Work required
In the lines below, find the one that contains "label the white trim, a point per instance." and write it out exactly, along with every line that follows it.

Materials provided
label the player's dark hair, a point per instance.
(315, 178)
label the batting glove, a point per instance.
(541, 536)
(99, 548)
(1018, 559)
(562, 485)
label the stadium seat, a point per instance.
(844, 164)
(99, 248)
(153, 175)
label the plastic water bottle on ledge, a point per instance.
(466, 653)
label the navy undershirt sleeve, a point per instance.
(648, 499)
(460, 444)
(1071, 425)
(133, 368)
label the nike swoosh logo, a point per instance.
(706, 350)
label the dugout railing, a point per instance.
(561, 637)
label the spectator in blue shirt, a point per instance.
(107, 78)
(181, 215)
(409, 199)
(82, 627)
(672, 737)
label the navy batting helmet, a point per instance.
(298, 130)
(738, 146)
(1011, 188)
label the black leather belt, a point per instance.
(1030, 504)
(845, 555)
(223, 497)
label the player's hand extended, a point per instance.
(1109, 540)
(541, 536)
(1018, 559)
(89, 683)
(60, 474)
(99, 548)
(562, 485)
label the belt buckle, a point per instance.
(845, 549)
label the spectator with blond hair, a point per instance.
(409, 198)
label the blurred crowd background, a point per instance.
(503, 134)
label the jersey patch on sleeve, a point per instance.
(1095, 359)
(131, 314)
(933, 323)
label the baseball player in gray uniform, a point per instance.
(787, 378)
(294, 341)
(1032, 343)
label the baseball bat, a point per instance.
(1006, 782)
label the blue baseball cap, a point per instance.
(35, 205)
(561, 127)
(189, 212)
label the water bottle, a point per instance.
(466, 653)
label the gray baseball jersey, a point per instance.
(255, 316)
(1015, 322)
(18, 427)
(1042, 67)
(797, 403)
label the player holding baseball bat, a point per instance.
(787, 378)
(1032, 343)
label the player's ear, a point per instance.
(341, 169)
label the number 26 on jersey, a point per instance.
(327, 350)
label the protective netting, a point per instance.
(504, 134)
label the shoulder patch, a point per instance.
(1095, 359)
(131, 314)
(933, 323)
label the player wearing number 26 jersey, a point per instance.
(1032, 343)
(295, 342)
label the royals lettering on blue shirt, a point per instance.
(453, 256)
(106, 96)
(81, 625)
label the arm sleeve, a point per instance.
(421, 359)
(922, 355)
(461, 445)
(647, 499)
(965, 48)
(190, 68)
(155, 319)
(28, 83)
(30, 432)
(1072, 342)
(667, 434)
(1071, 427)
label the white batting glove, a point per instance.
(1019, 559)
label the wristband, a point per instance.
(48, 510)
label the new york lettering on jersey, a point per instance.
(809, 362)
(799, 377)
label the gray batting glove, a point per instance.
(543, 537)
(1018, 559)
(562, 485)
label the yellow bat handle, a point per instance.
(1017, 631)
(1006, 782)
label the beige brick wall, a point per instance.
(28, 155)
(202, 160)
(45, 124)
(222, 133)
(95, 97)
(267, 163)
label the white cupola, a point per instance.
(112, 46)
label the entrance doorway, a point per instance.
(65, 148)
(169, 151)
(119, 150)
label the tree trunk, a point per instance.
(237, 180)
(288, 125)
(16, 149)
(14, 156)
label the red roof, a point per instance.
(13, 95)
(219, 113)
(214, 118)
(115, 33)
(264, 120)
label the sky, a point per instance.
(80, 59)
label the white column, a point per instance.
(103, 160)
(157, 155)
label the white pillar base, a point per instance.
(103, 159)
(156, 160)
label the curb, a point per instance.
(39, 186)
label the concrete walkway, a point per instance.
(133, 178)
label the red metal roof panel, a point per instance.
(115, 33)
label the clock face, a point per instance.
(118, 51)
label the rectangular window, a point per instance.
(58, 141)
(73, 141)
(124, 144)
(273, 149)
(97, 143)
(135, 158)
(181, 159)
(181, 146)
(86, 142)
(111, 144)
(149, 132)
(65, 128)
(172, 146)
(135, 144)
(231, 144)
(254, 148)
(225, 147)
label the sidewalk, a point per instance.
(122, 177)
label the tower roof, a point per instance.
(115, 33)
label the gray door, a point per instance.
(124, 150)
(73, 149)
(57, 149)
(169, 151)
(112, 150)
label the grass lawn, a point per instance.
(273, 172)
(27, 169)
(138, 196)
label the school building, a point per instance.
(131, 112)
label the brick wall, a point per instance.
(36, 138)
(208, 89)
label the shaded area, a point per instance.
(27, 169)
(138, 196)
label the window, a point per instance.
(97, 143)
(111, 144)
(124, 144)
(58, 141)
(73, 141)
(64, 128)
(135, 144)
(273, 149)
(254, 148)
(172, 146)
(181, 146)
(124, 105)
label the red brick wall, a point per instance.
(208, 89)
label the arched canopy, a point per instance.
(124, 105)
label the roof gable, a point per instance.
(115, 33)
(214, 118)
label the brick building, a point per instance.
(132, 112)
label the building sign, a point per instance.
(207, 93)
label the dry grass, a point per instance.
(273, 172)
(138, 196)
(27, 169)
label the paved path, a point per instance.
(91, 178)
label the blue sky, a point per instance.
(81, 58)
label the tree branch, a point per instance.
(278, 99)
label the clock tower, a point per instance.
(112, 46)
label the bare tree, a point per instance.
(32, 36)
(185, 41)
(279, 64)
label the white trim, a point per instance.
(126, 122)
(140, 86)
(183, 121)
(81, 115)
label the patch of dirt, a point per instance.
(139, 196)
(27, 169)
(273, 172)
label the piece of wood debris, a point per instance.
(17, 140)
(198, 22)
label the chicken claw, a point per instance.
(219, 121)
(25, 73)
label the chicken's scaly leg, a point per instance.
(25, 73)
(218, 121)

Result
label the white trim, a point per instance.
(126, 122)
(140, 86)
(183, 121)
(81, 115)
label the patch of dirt, a point per instance.
(139, 196)
(27, 169)
(273, 172)
label the piece of wood debris, a point per instance.
(17, 140)
(198, 22)
label the chicken claw, a point per instance.
(219, 121)
(25, 73)
label the chicken's scaly leg, a point per instance.
(25, 73)
(218, 121)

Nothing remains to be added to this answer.